GIVEN PROBLEM A ->
Arrange every line of the rows that follow the forum post as a numbered list, skipping blank lines and leaving out the picture.

My mom never sent the shaadi cards?

I know I should post this question in Weddings, but I actually have a relationship issue with my mother and I was wondering if Im wrong here. How important are delivering shaadi cards to relatives? Im married a gora muslim this month. He converted 2 years ago, he proposed to me last yr and asked my dad’s permission to marry me. My desi parents at first were not sure, but when they got to know him better, they said yes to the rishta. He is truly a decent person. So during the wedding planning process this year, I printed wedding cards with my name and then his real name with a muslim given name. My dad and my mom agreed that it was ok to print both his american name and his muslim name. So I found out the week of my shaadi that my mom never sent my shaadi cards in mail. Instead, she called all my relatives to come to my shaadi. She was ashamed that he was white, and loog kya bolinge. I was so shocked by her passive aggressive hyprocrisy. My parents said yes to the rishta, but my mom is ashamed he is a gora?!! my dad was saddened with what she did since he is not ashamed, he is happy for me. but of course it was too late to do anything so I just cried alot. Now that Im married, I actually cannot seem to forgive my mom for not sending out the shaadi cards. What makes it SOOO worse, is my aunt just told me she never received a shaadi card, but got a cut out address of the shaadi hall. Not only did my mother not send my shaadi cards, she CUT them!!! for addresses. What kind of mother cuts her girl’s wedding cards!!!

Re: My mom never sent the shaadi cards?

AVAILABLE DATA ->
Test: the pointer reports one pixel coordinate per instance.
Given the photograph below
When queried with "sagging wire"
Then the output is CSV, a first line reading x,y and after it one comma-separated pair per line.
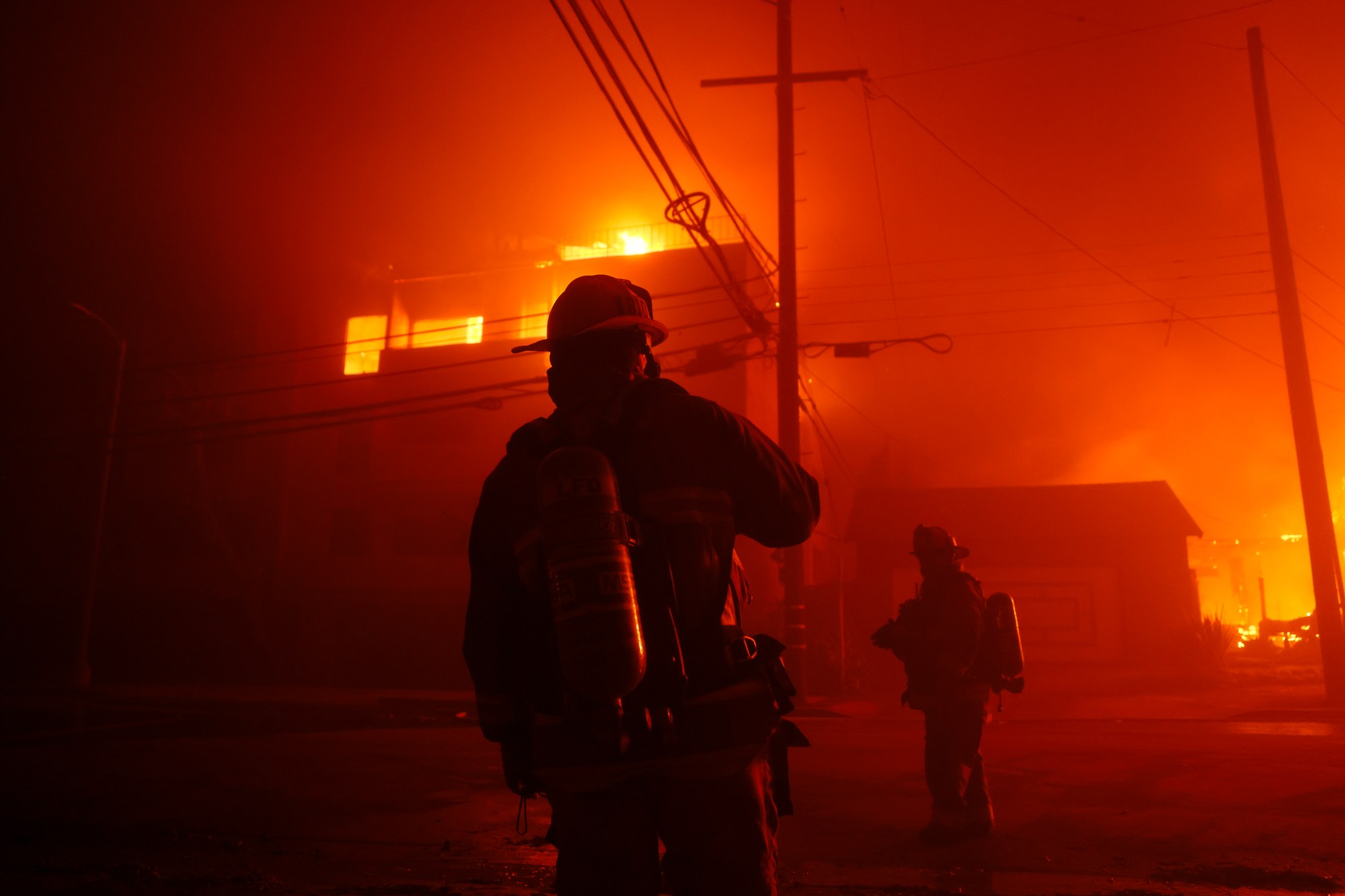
x,y
675,116
866,349
824,431
1174,313
350,415
691,210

GIVEN PROBLEM B ->
Based on the forum post, do these statements agree with it? Answer yes or no for each and quote the deciding words. (i) Both of the writer's parents agreed to print the husband's American name and his Muslim name on the cards. (ii) The husband converted last year. (iii) The writer's aunt received a shaadi card.

FINAL ANSWER A ->
1. Test: the pointer reports one pixel coordinate per instance.
2. Given the photograph below
3. When queried with "sagging wire"
4. Then the output is CSV, a first line reading x,y and after it one comma-separated pair per line.
5. x,y
6. 675,116
7. 866,349
8. 824,431
9. 1174,313
10. 350,415
11. 691,210

FINAL ANSWER B ->
(i) Yes: "My dad and my mom agreed that it was ok to print both his american name and his muslim name."
(ii) No: "He converted 2 years ago"
(iii) No: "she never received a shaadi card, but got a cut out address of the shaadi hall."